**Work request**
Each line below must be transcribed exactly, and no picture may appear in the transcription.

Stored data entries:

[Start of section]

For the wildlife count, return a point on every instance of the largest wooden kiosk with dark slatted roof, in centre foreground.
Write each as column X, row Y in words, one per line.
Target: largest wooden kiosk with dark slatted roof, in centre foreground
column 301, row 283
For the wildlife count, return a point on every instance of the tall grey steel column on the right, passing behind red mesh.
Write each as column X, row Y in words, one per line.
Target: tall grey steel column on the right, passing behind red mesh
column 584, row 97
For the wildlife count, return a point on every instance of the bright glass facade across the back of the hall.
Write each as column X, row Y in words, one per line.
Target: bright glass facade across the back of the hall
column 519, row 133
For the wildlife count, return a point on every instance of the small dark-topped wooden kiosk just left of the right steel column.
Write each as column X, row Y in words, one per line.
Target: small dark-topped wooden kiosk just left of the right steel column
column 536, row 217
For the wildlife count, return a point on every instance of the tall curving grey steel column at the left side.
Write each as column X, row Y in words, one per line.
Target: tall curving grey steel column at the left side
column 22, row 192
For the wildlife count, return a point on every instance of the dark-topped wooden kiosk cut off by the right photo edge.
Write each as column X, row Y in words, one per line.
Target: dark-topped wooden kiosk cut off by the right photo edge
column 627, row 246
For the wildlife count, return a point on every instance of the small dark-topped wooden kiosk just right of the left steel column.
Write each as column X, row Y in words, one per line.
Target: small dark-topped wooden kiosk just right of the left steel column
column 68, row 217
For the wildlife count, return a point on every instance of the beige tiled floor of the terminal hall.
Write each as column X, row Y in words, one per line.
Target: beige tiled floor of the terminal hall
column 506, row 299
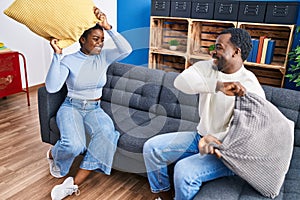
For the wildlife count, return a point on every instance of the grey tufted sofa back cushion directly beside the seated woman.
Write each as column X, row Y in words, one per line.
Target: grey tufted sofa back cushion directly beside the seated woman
column 132, row 86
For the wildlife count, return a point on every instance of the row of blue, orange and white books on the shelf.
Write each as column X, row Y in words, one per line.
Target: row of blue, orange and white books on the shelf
column 262, row 50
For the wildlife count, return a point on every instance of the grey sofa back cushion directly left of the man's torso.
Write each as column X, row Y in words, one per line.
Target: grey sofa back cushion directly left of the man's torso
column 176, row 104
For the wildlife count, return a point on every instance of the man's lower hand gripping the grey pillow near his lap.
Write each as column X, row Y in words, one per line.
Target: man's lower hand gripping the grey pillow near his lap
column 205, row 146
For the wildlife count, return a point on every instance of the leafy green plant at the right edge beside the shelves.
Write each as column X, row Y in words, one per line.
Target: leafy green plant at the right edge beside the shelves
column 294, row 57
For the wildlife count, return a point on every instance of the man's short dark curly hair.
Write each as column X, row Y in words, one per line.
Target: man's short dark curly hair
column 241, row 39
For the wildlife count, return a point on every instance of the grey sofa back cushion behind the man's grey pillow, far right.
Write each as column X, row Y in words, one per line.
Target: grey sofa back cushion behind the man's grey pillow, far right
column 288, row 102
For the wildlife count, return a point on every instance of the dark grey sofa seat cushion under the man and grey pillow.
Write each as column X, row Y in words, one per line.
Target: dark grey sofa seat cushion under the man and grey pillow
column 235, row 188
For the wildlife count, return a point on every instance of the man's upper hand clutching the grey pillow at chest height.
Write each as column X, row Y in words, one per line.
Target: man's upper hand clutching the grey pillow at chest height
column 231, row 88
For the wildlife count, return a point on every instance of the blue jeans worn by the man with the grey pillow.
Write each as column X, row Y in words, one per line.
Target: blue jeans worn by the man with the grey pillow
column 191, row 169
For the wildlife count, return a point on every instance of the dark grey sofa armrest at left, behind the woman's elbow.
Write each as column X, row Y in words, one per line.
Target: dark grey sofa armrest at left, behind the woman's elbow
column 48, row 105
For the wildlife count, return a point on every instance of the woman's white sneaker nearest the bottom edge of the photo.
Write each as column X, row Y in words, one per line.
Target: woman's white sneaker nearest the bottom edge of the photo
column 65, row 189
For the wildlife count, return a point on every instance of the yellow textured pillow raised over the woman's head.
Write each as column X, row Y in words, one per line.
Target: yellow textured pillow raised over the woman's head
column 65, row 20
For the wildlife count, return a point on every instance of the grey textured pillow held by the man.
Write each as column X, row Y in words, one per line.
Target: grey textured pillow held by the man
column 259, row 144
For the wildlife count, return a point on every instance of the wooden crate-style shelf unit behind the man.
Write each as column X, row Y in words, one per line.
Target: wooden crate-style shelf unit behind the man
column 196, row 35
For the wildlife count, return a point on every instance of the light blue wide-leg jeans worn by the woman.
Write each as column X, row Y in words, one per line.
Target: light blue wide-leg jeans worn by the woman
column 75, row 118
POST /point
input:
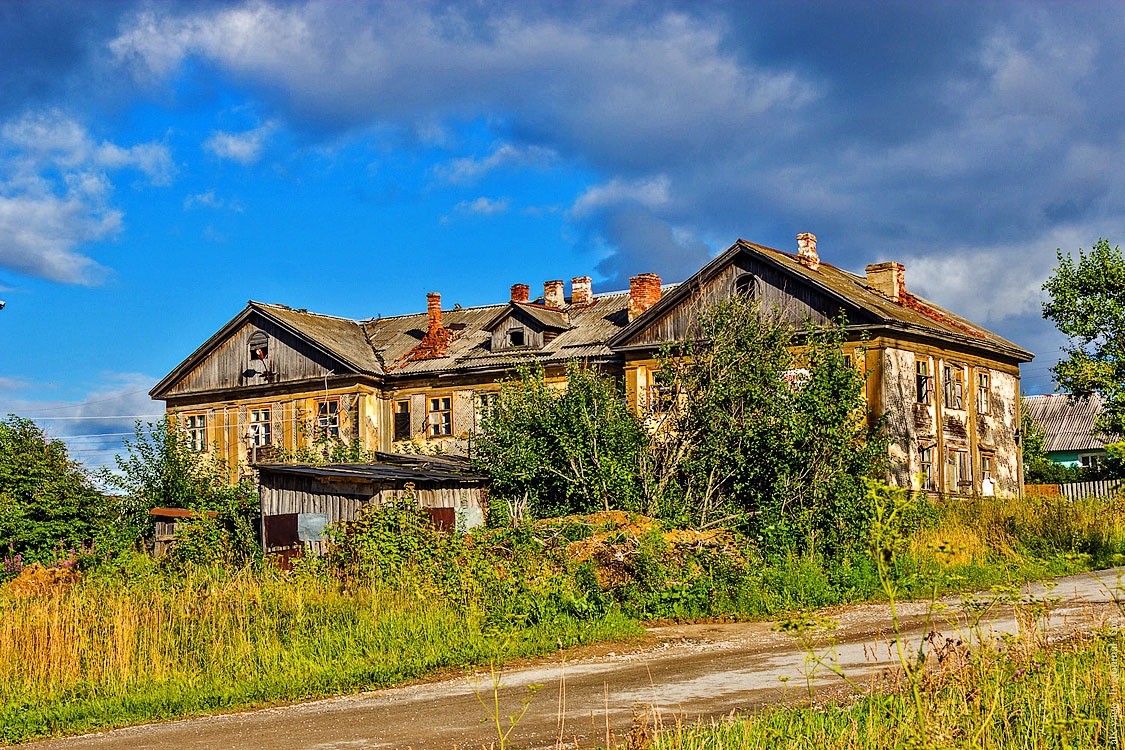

[End of section]

**Answer for the task**
For the wildlife count, return a point on every instance of the largest wooden kiosk with dark slatted roof, in centre foreground.
Write each as column X, row Y in words, one per line.
Target: largest wooden kiosk with dark slatted roof, in centre foreground
column 301, row 283
For the wildlife count, return a point on every instance of the tall grey steel column on the right, passing behind red mesh.
Write each as column X, row Y in words, one per line.
Target: tall grey steel column on the right, passing behind red mesh
column 584, row 97
For the wildlife count, return a point on every instance of the bright glass facade across the back of the hall.
Write each as column X, row Y in words, one per line.
Target: bright glass facade across the back of the hall
column 519, row 133
For the wildlife count, return a point on every instance of the small dark-topped wooden kiosk just left of the right steel column.
Write each as column X, row Y in words, one per line.
Target: small dark-topped wooden kiosk just left of the right steel column
column 536, row 217
For the wildlife count, return a point on every instance of the tall curving grey steel column at the left side.
Write each as column X, row Y in words, one per line.
Target: tall curving grey steel column at the left side
column 22, row 192
For the wildlife count, return a point on every instance of the dark-topped wooden kiosk cut off by the right photo edge.
Write each as column X, row Y in words, one per line.
Target: dark-topped wooden kiosk cut off by the right photo edge
column 627, row 246
For the wildlife count, return a point on every instance of the small dark-topped wooden kiosk just right of the left steel column.
Write each as column X, row Y in words, one per line.
Target: small dark-topped wooden kiosk just right of the left steel column
column 68, row 217
For the wildlife count, return a point on every instance of the beige tiled floor of the terminal hall.
Write each as column X, row Y in words, one per line.
Target: beige tiled floor of the terminal hall
column 506, row 299
For the wildlife count, return a point on every instance of the grey tufted sofa back cushion directly beside the seated woman.
Write each as column X, row Y in words, one per line.
Target: grey tufted sofa back cushion directly beside the seated woman
column 132, row 86
For the wildlife count, return a point on every instance of the row of blue, orange and white books on the shelf.
Write each as column X, row Y in words, one per line.
Target: row of blue, orange and white books on the shelf
column 262, row 50
For the wildlife count, return a point on every instance of the grey sofa back cushion directly left of the man's torso.
Write each as column X, row Y in words, one per line.
Target: grey sofa back cushion directly left of the man's torso
column 176, row 104
For the wildlife count, return a point on every instance of the man's lower hand gripping the grey pillow near his lap.
Write each as column X, row Y in words, one per line.
Target: man's lower hand gripping the grey pillow near his lap
column 205, row 146
For the wildlife count, return a point on every instance of the leafy green plant at the right edge beside the shelves.
Write each as column X, row Y in words, one per line.
Target: leafy green plant at the right edge beside the shelves
column 294, row 57
For the wildlife count, return a point on every instance of the man's short dark curly hair.
Write each as column X, row Y in words, one per line.
Target: man's short dark curly hair
column 241, row 39
For the wildlife count, return a point on every instance of the grey sofa back cushion behind the man's grey pillow, far right.
Write each as column X, row Y in words, one per line.
Target: grey sofa back cushion behind the man's grey pillow, far right
column 288, row 102
For the wildlife count, return a point on every instance of the dark grey sofa seat cushion under the man and grey pillow.
Write each as column X, row Y in words, one per line.
Target: dark grey sofa seat cushion under the man and grey pillow
column 235, row 188
For the wildlife count, return a point on every instance of the man's upper hand clutching the grey pillow at chest height.
Write each as column X, row Y in words, one per line.
Target: man's upper hand clutching the grey pillow at chest height
column 231, row 88
For the wildlife count, return a point on every instance of the blue jeans worn by the man with the grey pillow.
Write each as column X, row Y in words, one per line.
Target: blue jeans worn by the man with the grey pillow
column 191, row 169
For the wildlife count, return a point on every instance of the dark grey sofa armrest at left, behind the woman's elbow.
Write each as column X, row Y in words, one per line.
Target: dark grey sofa armrest at left, behind the woman's elbow
column 48, row 105
For the wildlife count, return a point on every instance of the woman's white sneaker nearest the bottom edge of the photo.
Write each as column X, row Y in words, one per line.
Target: woman's white sneaker nearest the bottom edge of the photo
column 65, row 189
For the wildlife count, return a point on every instance of the yellow textured pillow raised over the woman's head.
Write each as column X, row Y in words, one per line.
Target: yellow textured pillow raised over the woman's head
column 65, row 20
For the wildlife count, return a point on every instance of the grey textured pillow held by the man.
Write each as column X, row Y in words, one per line.
Target: grey textured pillow held by the man
column 259, row 144
For the wildlife count, return a point on every instance of the wooden crate-style shelf unit behind the man.
Write each as column X, row Y in words, one per line.
Target: wooden crate-style shelf unit behind the man
column 196, row 35
For the wildlife count, return a point on every instance of the light blue wide-leg jeans worn by the woman.
Write each as column X, row Y in words, one per line.
Target: light blue wide-leg jeans worn by the woman
column 75, row 118
POST /point
input:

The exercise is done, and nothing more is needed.